Job: Pick out every line in the records below that contains the string "face", and copy each such line in full. Letter case counts.
>> Start Material provided
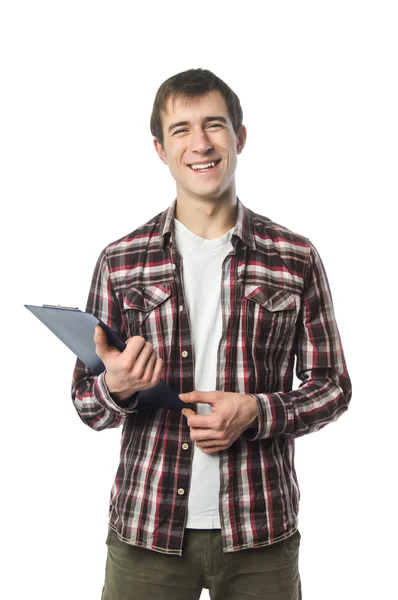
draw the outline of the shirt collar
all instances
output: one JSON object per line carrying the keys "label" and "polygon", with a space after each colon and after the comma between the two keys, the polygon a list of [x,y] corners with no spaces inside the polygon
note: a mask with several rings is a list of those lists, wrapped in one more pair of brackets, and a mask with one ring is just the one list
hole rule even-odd
{"label": "shirt collar", "polygon": [[[254,241],[251,211],[242,204],[239,198],[236,198],[238,205],[238,216],[232,236],[237,236],[242,240],[245,246],[252,250],[256,249]],[[174,235],[174,214],[177,205],[177,198],[173,203],[161,214],[159,223],[159,248],[164,250],[170,241],[170,236]]]}

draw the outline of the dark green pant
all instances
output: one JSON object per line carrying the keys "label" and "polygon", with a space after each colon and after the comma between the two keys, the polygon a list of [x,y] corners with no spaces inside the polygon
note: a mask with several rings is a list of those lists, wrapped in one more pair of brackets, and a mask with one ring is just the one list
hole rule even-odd
{"label": "dark green pant", "polygon": [[223,553],[219,529],[187,529],[183,556],[121,542],[109,528],[102,600],[301,600],[300,533],[286,540]]}

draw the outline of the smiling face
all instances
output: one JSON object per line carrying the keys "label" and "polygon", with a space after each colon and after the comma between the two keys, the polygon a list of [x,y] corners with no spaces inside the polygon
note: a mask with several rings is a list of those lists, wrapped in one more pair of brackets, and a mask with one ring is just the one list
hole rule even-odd
{"label": "smiling face", "polygon": [[235,134],[219,91],[193,98],[168,98],[162,111],[164,142],[154,140],[161,160],[177,184],[177,197],[235,196],[237,155],[246,140],[242,125]]}

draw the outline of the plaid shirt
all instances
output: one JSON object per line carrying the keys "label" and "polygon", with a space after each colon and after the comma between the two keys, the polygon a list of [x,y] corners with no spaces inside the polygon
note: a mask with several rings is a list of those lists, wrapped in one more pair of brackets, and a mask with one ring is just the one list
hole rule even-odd
{"label": "plaid shirt", "polygon": [[[86,310],[124,340],[142,335],[150,341],[164,361],[162,379],[181,393],[194,389],[195,362],[183,261],[173,244],[176,202],[102,251]],[[237,208],[222,266],[215,389],[252,395],[258,429],[219,453],[224,552],[266,546],[296,531],[294,440],[335,421],[351,398],[316,249],[239,198]],[[294,368],[301,384],[292,390]],[[127,543],[182,555],[193,457],[186,418],[141,406],[136,396],[117,404],[104,374],[94,375],[79,359],[72,399],[93,429],[123,425],[110,526]]]}

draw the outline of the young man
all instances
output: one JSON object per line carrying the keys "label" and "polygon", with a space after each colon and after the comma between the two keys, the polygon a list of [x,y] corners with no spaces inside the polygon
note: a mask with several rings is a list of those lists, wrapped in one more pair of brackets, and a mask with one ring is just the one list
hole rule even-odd
{"label": "young man", "polygon": [[[223,81],[165,81],[151,131],[177,197],[101,253],[87,311],[128,343],[97,327],[106,371],[78,360],[72,388],[87,425],[123,424],[102,598],[295,600],[294,440],[351,397],[326,274],[308,239],[237,198],[246,129]],[[160,377],[195,410],[140,403]]]}

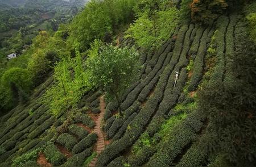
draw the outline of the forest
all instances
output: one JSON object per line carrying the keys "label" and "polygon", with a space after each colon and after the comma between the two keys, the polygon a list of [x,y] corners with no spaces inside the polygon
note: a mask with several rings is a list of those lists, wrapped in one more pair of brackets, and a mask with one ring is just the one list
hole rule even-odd
{"label": "forest", "polygon": [[256,166],[255,1],[0,0],[0,166]]}

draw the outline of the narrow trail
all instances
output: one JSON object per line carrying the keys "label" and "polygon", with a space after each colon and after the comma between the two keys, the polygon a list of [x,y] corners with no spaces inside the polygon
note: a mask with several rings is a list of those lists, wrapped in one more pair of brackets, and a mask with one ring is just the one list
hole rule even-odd
{"label": "narrow trail", "polygon": [[96,166],[96,162],[98,159],[98,156],[105,148],[105,139],[103,133],[101,132],[101,120],[103,119],[103,117],[104,116],[105,106],[106,105],[104,101],[104,97],[103,96],[101,96],[100,97],[100,103],[101,112],[100,113],[100,115],[96,120],[96,126],[93,128],[93,131],[95,133],[96,133],[96,134],[98,135],[98,139],[96,144],[97,156],[94,157],[90,162],[90,164],[89,165],[89,166],[90,167]]}

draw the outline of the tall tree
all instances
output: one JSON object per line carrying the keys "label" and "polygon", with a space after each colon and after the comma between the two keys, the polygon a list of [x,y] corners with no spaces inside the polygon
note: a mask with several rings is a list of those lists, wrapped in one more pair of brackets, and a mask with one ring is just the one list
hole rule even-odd
{"label": "tall tree", "polygon": [[138,54],[133,49],[110,45],[101,47],[96,41],[86,61],[90,80],[107,97],[115,99],[122,115],[121,98],[139,69]]}

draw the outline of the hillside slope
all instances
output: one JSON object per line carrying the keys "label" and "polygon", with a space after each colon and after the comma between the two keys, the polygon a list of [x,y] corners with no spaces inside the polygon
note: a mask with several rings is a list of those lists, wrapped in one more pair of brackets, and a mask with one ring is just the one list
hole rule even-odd
{"label": "hillside slope", "polygon": [[221,15],[207,26],[180,23],[158,49],[138,49],[143,65],[122,97],[123,116],[114,101],[104,108],[104,93],[94,90],[78,109],[55,117],[43,103],[55,82],[50,73],[26,104],[0,118],[0,166],[239,166],[212,153],[218,132],[198,107],[197,93],[236,81],[230,57],[246,36],[243,14]]}

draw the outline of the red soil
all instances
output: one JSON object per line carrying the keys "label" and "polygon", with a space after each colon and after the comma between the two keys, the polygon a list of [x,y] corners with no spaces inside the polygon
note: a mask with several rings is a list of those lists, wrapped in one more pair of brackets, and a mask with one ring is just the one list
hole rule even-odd
{"label": "red soil", "polygon": [[38,155],[38,158],[36,160],[36,162],[38,165],[44,167],[51,167],[52,166],[52,164],[49,163],[46,160],[46,156],[42,152],[39,152]]}

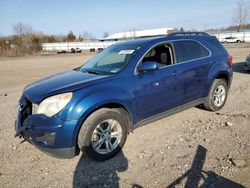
>> End Material provided
Solution:
draw the outline of the smiling face
{"label": "smiling face", "polygon": [[235,134],[219,91],[193,98],[168,98],[162,111],[164,142],[154,140],[161,160],[177,184],[177,197],[235,196],[237,155],[246,140],[242,125]]}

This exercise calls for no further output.